▸ **Page text**
Is FreeBSD a good choice for what I want to do? That is, browsing, word processor, viewing/editing pictures, printing/scanning? How does it compare to Ubuntu/Mint? What option does FreeBSD have for running a virtual machine with XP?


----------



## SirDice (Aug 23, 2018)

primuspaul said:


> Is FreeBSD a good choice for what I want to do? That is, browsing, word processor, viewing/editing pictures, printing/scanning?


You're probably going to have the exact same problems/issues as you had running Mint. The only difference will be the amount of elbow grease you're willing to put into it.



primuspaul said:


> What option does FreeBSD have for running a virtual machine with XP?


Besides the exact same Virtualbox we also have bhyve(8).


----------



## ShelLuser (Aug 23, 2018)

SirDice worded it much better than I, but I still wanted to respond.
Can FreeBSD do this? Yes. Is it a good choice? Well, that depends. How much effort are you willing to put into this?

If you're looking for handholding and a system which can help you "make things work" then I don't think this is going to work out too well, but if you're willing to put in some effort, keeping an open mind to learn something in the progress and then try to work your way through this then it might just work.

FreeBSD can do a lot, but it gets even better if you tell it exactly what you want it to do. However, in order to do that you need to know how it works. And there's where the challenge suddenly pops up.


----------



## Datapanic (Aug 24, 2018)

You don't have much relative time to figure out what to do.  

About 508 days for Windows 7.   How Long 'til Windows 7 EOL?

FreeBSD can do just about anything you want, but you need to learn it.  I use FreeBSD to run 2 MediaWiki servers, 2 basic Apache 2.4 servers, 5 OpenSim servers in a Grid, a Mail Host, A mail Gateway, a Firewall Gateway x5, why just today, I setup an Atlassian BitBucket instance on a VM running latest FreeBSD.

▸ **Instructions**
- 1) From the FreeBSD thread, output verbatim the passage that opens with the words containing "## ShelLuser (Aug" and closes with "might just work.".
- 2) Name every username that appears in a post header of the FreeBSD thread.
- 3) Supply the next part of the FreeBSD thread, picking up after its final sentence.
The rows that come after the FreeBSD thread are separate material with no connection to it.

▸ **Rows**

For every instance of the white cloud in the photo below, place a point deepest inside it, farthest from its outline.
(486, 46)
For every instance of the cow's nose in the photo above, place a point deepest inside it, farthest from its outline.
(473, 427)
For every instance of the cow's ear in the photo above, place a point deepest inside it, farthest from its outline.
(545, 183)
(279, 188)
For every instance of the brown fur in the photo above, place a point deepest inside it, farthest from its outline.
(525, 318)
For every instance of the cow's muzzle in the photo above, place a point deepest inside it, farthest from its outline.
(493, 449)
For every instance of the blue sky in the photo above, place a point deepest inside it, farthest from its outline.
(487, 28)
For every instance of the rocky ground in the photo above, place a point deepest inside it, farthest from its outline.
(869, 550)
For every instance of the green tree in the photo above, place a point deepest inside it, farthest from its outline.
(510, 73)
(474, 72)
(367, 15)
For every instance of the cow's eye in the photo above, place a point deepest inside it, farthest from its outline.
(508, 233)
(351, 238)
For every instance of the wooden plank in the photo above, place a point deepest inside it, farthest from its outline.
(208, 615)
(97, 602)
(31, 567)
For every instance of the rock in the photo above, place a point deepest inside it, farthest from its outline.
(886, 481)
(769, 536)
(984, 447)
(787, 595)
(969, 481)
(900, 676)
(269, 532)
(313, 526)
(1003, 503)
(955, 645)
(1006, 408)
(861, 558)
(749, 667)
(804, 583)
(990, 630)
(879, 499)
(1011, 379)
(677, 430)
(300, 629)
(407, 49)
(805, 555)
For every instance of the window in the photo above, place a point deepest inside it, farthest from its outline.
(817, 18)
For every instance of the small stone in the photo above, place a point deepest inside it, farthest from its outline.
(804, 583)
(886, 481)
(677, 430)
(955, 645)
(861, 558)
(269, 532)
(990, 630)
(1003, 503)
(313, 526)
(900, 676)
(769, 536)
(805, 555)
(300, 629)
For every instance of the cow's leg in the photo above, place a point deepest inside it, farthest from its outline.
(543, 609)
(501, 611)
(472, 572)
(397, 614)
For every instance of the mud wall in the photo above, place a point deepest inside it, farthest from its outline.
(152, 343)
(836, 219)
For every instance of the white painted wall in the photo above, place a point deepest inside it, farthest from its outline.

▸ **Task-by-task answers**
- 1)
## ShelLuser (Aug 23, 2018)

SirDice worded it much better than I, but I still wanted to respond.
Can FreeBSD do this? Yes. Is it a good choice? Well, that depends. How much effort are you willing to put into this?

If you're looking for handholding and a system which can help you "make things work" then I don't think this is going to work out too well, but if you're willing to put in some effort, keeping an open mind to learn something in the progress and then try to work your way through this then it might just work.

- 2) SirDice, ShelLuser, Datapanic

- 3)
Anyway, do a little work, research and time and you'll probably find BSD is where it's at.


----------



## rumate (Aug 24, 2018)

primuspaul said:


> Is FreeBSD a good choice for what I want to do? That is, browsing, word processor, viewing/editing pictures, printing/scanning? How does it compare to Ubuntu/Mint? What option does FreeBSD have for running a virtual machine with XP?


I switched  from CentOS 6.x to FreeBSD 11.x this winter. FreeBSD accomodates my sysadmin tasks. I was using LibreOffice, Virtualbox, Firefox, Gimp on Linux and use them on FreeBSD, for they are available. Our HP MFD is also works, but I never tried to make scans.


----------



## scottro (Aug 24, 2018)

FreeBSD has far fewer graphical tools than Mint. If it's a laptop, hardware support is way behind Linux.  Wireless, assuming your card works, will not do 802.11ac speeds (if you have such a card.)  For example, on my LAN, I get 20-50 MB (with a capital B) with Linux, vs 2-11 with FreeBSD. The graphic card may be a problem, though less so with 11.2.  If you have a combination of NVidia and builtin Intel, you usually have to stick with the Intel. The official docs were way out of date last I 
looked, but as of 11.2, later Intel cards are supported.  Synaptics can be iffy. 

Much of this can be gotten to work, but it will take time and reading. 
Once installed, with X running, the things you mention are all available, including VirtualBox. Bhyve is also there, but far less intuitive, and documentation is quite sparse compared to VirtualBox.  (The wiki page on VirtualBox is quite good.)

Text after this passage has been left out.